--- What the exercise asks ---
Word for word, return each entry that follows, with every image removed.

(Referring expression data)
┄┄┄┄┄┄┄┄┄┄
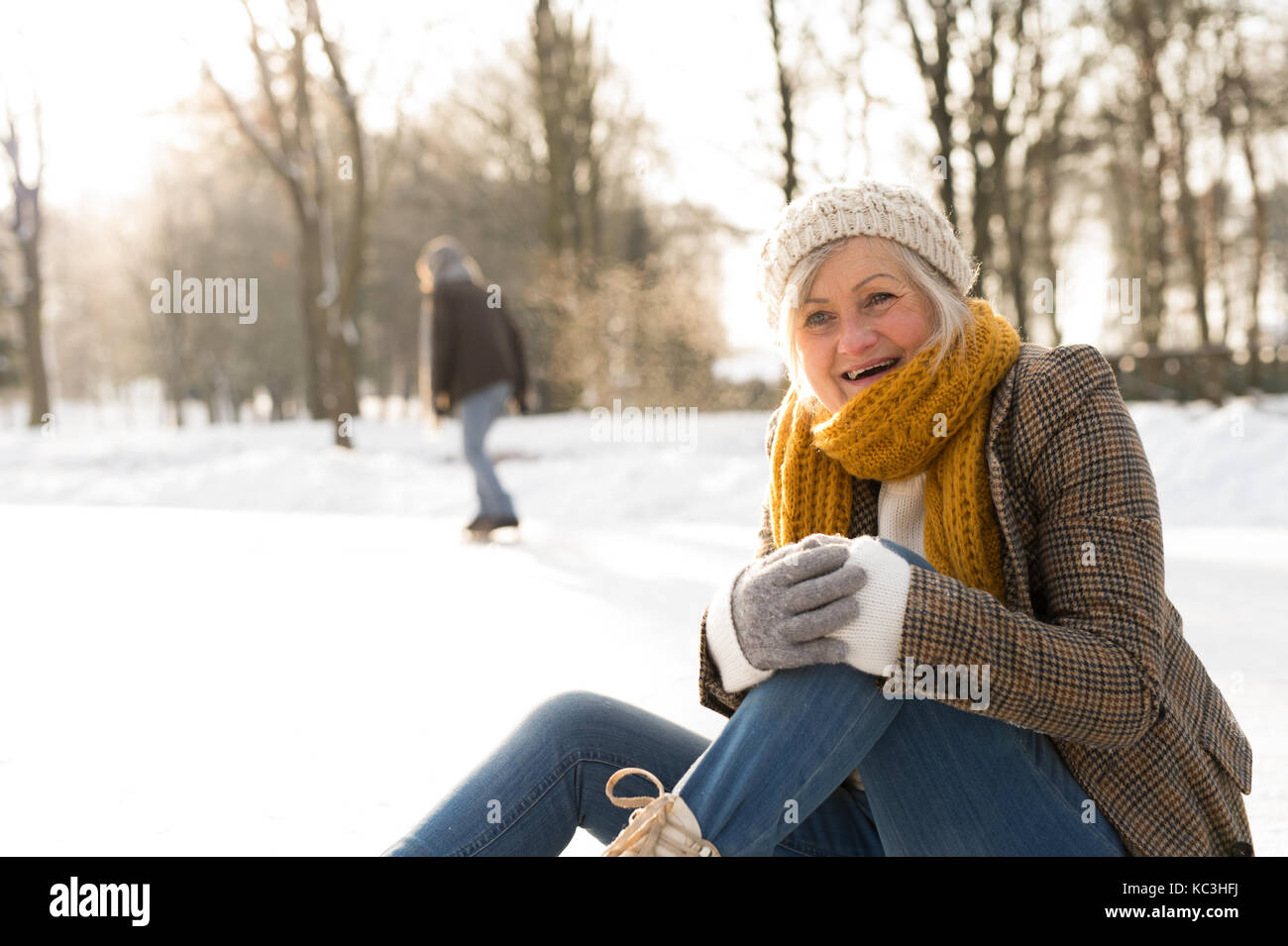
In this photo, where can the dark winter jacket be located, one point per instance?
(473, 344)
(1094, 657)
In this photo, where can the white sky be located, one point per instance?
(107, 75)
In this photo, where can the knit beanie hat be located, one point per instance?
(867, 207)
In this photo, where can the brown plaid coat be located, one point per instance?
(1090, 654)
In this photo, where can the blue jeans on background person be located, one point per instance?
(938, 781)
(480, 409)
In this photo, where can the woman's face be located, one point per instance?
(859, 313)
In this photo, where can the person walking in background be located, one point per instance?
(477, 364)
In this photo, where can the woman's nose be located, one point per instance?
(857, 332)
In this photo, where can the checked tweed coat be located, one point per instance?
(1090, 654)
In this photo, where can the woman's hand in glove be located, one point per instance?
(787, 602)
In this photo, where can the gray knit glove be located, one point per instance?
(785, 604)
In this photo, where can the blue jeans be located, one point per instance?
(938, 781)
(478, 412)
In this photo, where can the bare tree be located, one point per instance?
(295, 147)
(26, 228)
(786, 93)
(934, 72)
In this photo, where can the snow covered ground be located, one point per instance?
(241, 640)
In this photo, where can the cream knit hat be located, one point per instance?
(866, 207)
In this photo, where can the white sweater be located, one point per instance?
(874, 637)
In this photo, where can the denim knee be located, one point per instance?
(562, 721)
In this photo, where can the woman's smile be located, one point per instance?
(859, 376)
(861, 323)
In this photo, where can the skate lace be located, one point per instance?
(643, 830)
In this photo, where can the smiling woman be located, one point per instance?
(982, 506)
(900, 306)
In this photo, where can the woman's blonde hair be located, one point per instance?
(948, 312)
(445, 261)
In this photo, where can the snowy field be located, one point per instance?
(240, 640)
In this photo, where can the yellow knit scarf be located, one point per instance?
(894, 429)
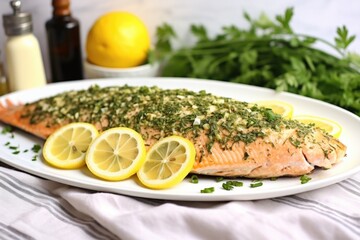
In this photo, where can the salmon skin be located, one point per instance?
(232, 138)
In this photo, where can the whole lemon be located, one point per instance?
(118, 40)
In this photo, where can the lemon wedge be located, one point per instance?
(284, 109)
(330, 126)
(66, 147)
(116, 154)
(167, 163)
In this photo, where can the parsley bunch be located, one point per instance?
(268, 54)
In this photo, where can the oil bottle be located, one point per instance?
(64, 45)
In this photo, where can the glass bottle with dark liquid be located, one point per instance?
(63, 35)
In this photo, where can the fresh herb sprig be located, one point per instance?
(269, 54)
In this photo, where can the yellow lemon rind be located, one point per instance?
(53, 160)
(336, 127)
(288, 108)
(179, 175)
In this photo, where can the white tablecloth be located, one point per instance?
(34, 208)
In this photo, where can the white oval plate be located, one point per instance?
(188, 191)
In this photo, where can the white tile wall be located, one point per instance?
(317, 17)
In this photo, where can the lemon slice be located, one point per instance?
┄┄┄┄┄┄┄┄┄┄
--- Written answer ---
In this photo, where can the dark winter jacket be located, one point per instance?
(473, 344)
(1094, 657)
In this photo, where can the white sky be located, one point per instance?
(107, 75)
In this photo, where can the knit beanie hat be located, one point per instance?
(867, 207)
In this photo, where can the brown plaid coat be located, one point per instance?
(1090, 654)
In this photo, where can the blue jeans on background person be located, one point per instance?
(938, 781)
(480, 409)
In this photo, where can the woman's face be located, one point per instance?
(859, 313)
In this photo, where can the person walking in background be located, one point per instance?
(477, 364)
In this photo, where can the woman's nose be located, one point per instance?
(857, 332)
In this photo, where can the checked tweed coat be located, one point per instance?
(1090, 654)
In this photo, where can the woman's hand in glove be located, one point per instance?
(787, 602)
In this photo, where can the gray knit glove be located, one point per instance?
(785, 604)
In this photo, where can the blue jeans be located, one point per instance?
(938, 781)
(478, 412)
In this photo, where can the bare tree be located, one point per instance?
(295, 147)
(26, 228)
(786, 93)
(934, 72)
In this photo, where can the snow covered ground be located, one point per instance?
(241, 640)
In this photo, where can the cream knit hat be located, one point per instance?
(866, 207)
In this photo, where can the white sweater be located, one point per instance?
(874, 637)
In this photo, where can the denim knee be located, one point per instance?
(562, 721)
In this photo, where can the woman's smile be located, one point per instance?
(859, 376)
(861, 323)
In this photo, where can the skate lace be located, one point per instance?
(643, 830)
In this photo, where can the smiling woman be located, one point per instance?
(982, 506)
(900, 306)
In this photo, where can the woman's blonde hair be located, one point per instance?
(948, 312)
(445, 261)
In this photo, where can the snowy field be located, one point per instance?
(240, 640)
In this photo, where can the yellow knit scarf be located, one point per instance?
(894, 429)
In this photo, where can the salmon skin be located, one point per instance?
(232, 138)
In this photo, where can the whole lemon be located, one point per instance?
(118, 40)
In this photo, where can the lemon wedge be located, one point per instance?
(284, 109)
(330, 126)
(66, 147)
(116, 154)
(167, 163)
In this photo, where can the parsley bunch be located, one point per instance?
(268, 54)
In this photo, where can the oil bottle be located, one point per instance?
(64, 45)
In this photo, where can the glass bottle with dark liquid be located, one point per instance?
(63, 35)
In this photo, where can the fresh herb sprig be located, one point per instance?
(269, 54)
In this photo, where can the yellow lemon rind be located, one point per instance?
(53, 160)
(336, 127)
(288, 108)
(179, 175)
In this photo, where can the white tablecloth be located, one point per instance?
(34, 208)
In this photo, where can the white oval plate be located, one point per instance?
(188, 191)
In this photo, where can the white tile wall be located, one point per instance?
(317, 17)
In this photo, where can the lemon slice be located, one point per instance?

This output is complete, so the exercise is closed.